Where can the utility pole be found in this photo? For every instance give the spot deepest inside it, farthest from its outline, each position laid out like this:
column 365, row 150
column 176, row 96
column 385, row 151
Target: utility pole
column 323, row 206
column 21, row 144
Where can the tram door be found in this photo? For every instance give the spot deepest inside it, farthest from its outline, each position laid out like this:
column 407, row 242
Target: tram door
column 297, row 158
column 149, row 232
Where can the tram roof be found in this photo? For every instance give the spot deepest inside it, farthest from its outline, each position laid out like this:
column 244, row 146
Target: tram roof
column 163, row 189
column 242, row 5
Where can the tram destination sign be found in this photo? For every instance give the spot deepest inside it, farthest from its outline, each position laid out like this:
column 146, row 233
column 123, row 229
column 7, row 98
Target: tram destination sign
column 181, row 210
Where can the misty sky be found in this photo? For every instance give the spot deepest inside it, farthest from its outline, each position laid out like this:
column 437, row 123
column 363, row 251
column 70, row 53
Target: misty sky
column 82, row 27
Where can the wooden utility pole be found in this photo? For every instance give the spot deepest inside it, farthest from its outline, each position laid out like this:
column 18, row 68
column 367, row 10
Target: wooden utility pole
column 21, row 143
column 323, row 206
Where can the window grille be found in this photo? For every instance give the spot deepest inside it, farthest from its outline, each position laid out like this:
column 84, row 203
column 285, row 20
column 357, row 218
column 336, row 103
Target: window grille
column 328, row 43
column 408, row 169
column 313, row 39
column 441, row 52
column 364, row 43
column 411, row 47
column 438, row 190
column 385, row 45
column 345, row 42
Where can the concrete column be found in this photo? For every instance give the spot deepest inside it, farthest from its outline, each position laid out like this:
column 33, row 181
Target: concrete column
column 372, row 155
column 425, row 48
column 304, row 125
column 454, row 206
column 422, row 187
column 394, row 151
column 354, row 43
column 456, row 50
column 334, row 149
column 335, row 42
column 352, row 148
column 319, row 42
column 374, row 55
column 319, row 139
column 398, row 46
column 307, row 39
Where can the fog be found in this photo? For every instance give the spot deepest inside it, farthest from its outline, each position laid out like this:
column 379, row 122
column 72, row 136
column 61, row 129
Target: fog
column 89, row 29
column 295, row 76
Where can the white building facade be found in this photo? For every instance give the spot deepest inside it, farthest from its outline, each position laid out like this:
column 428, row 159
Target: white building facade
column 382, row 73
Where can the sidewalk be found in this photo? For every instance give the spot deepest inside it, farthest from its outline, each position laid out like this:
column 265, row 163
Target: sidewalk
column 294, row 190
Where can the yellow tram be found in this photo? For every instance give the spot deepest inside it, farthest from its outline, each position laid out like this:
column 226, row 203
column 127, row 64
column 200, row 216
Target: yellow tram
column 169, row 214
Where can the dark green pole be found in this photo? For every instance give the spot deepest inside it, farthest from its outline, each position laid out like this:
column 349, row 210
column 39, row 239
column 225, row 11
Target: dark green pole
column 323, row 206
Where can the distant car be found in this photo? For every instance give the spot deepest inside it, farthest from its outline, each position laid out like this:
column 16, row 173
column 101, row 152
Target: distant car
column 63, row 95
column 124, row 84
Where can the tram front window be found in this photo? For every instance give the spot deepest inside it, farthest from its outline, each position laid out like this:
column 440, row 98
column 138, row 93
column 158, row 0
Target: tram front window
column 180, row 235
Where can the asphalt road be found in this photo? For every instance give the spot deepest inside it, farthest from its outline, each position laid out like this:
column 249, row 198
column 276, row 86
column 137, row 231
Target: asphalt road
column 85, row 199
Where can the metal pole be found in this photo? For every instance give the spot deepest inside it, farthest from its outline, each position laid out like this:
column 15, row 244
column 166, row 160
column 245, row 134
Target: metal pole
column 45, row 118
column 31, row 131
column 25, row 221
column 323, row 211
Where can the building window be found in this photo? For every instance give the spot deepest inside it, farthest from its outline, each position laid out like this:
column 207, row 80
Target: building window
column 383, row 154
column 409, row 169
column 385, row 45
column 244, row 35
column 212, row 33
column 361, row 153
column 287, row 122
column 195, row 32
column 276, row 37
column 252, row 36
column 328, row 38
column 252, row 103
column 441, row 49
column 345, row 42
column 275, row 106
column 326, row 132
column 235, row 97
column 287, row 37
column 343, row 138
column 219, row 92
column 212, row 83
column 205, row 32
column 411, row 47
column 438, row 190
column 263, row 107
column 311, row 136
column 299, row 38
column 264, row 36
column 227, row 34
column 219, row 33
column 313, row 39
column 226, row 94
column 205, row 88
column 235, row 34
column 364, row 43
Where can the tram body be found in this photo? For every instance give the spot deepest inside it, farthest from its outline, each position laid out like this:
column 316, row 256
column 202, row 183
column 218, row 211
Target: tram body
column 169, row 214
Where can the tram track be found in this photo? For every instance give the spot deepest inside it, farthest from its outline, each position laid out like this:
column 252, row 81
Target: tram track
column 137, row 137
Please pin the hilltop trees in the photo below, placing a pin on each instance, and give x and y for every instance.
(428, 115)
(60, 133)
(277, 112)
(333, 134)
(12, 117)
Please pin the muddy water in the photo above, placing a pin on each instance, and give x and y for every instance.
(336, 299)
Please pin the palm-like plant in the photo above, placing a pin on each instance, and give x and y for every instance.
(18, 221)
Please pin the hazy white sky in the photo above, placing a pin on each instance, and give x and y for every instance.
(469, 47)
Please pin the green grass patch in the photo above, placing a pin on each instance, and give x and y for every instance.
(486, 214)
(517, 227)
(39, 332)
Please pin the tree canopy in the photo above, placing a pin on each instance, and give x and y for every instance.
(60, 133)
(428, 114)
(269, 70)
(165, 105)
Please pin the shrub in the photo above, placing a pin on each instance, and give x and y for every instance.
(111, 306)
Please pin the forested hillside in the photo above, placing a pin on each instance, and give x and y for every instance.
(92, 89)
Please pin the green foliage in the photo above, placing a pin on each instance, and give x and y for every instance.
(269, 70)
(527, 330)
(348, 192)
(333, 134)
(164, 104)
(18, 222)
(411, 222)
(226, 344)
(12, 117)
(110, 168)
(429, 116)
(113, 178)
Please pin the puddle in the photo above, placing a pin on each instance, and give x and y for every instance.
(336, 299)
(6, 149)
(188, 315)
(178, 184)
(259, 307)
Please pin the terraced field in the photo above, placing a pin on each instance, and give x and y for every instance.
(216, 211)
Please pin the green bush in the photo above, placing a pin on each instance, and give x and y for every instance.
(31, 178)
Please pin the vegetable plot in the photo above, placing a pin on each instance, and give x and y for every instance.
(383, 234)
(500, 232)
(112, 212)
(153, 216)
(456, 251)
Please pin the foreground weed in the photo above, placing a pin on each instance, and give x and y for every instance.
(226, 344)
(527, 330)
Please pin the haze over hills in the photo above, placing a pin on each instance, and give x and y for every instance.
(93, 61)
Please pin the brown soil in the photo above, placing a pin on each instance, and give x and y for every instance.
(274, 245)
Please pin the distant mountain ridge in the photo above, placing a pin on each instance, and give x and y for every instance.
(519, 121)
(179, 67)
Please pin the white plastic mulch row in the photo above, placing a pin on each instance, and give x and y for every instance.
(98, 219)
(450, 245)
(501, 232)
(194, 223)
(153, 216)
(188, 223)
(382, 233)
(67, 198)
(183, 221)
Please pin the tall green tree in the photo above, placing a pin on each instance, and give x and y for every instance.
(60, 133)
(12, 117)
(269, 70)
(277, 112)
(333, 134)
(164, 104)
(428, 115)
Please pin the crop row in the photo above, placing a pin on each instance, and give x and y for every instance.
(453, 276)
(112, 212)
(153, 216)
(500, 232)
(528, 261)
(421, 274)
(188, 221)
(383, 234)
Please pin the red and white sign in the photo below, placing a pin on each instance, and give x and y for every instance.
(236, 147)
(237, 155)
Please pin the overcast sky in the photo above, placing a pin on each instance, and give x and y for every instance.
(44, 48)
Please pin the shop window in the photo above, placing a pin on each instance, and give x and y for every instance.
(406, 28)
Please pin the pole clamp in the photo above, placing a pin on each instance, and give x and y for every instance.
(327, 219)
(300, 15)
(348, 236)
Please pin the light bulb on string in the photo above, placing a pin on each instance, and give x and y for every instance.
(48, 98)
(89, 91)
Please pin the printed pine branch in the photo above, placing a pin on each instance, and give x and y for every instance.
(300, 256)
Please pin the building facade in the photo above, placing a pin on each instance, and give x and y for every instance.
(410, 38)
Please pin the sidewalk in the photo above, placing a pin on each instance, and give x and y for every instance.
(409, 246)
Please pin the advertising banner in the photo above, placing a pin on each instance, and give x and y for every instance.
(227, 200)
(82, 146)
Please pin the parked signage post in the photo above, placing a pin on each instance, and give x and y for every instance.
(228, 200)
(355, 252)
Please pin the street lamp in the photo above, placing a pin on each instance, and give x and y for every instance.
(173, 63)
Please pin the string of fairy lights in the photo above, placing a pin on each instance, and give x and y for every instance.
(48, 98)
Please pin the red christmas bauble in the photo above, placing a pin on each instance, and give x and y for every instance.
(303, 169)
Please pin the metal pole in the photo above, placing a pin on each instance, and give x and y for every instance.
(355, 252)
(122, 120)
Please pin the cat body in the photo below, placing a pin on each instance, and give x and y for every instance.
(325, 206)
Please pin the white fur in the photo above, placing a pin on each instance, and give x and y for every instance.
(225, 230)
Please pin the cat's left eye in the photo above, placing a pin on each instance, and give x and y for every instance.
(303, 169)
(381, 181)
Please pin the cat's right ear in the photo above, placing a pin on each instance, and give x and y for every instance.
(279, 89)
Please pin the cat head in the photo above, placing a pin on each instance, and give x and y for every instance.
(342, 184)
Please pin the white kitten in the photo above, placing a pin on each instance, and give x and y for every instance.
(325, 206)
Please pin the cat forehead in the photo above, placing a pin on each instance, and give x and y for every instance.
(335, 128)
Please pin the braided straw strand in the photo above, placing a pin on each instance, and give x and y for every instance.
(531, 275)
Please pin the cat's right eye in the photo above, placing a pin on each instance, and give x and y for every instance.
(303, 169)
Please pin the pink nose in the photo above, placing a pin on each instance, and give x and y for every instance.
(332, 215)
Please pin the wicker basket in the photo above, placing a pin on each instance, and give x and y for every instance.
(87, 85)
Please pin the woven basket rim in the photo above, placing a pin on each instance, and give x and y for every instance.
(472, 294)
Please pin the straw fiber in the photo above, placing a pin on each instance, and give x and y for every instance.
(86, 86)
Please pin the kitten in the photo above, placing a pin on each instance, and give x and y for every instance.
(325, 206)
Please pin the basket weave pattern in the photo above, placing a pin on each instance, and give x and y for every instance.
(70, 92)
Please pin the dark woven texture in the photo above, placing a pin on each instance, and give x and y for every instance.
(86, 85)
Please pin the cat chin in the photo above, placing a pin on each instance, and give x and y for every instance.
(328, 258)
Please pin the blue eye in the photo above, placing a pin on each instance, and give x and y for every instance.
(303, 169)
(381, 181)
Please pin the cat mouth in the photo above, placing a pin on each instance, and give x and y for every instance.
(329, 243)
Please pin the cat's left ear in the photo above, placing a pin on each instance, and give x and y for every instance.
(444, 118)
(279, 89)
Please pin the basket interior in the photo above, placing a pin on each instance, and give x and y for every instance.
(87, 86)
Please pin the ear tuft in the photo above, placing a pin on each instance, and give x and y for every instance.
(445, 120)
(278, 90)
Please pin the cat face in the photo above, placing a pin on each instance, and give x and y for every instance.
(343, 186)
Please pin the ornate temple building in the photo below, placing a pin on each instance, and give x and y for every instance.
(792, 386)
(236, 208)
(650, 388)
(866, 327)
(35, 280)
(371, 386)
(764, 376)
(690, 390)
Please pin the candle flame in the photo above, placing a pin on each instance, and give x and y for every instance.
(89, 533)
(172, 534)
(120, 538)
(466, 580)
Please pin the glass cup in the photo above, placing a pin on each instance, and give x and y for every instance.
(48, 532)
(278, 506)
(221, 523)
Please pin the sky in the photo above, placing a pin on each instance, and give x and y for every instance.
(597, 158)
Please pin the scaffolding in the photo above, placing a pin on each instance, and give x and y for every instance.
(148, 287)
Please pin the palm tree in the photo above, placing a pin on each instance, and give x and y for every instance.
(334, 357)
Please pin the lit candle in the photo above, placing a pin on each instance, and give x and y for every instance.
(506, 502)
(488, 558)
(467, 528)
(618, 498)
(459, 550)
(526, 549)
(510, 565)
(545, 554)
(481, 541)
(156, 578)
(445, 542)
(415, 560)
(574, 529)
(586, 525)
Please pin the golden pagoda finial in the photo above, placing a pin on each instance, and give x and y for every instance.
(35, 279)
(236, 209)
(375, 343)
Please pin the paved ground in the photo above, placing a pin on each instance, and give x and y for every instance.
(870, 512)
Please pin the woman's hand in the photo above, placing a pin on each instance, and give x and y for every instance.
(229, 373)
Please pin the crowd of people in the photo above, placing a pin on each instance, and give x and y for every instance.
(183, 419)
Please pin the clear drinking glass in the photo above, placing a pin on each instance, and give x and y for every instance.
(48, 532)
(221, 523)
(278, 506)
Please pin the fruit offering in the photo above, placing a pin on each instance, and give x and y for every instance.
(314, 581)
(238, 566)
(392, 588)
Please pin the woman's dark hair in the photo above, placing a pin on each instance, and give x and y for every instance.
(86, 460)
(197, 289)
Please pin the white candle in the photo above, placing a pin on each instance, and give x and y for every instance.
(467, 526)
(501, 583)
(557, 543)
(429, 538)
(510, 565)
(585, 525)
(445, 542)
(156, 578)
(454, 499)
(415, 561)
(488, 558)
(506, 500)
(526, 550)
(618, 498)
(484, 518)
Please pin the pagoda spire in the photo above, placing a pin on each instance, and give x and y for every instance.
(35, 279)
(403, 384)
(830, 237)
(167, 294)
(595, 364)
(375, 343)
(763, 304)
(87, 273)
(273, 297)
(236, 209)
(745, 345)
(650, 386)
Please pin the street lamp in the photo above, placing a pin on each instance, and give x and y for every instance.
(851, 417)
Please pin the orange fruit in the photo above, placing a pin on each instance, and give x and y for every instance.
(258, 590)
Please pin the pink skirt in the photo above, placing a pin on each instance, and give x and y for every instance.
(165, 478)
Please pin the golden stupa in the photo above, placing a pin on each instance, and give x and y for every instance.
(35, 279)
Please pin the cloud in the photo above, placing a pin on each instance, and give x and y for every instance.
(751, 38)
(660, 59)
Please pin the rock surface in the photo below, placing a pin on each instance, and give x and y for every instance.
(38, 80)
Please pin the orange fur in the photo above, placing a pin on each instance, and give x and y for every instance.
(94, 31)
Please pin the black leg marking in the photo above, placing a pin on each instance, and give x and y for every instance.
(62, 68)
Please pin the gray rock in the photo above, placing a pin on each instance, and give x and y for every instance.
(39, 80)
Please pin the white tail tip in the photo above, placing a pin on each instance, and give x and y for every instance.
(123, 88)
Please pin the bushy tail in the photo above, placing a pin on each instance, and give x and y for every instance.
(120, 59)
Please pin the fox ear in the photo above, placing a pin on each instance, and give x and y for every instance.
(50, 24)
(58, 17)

• • • •

Render the records from the line containing "Where can the concrete" up to and including the line containing "column 319, row 42" as a numbered list, omitting any blank lines.

**RESPONSE**.
1. Where can the concrete column be found in this photo? For every instance give the spot deepest inside it, farthest from its outline, each position laid out like this:
2. column 33, row 181
3. Target: concrete column
4. column 372, row 155
5. column 425, row 48
6. column 304, row 125
7. column 454, row 206
8. column 422, row 187
9. column 394, row 151
10. column 354, row 43
11. column 456, row 50
12. column 334, row 149
13. column 335, row 42
14. column 352, row 148
15. column 319, row 42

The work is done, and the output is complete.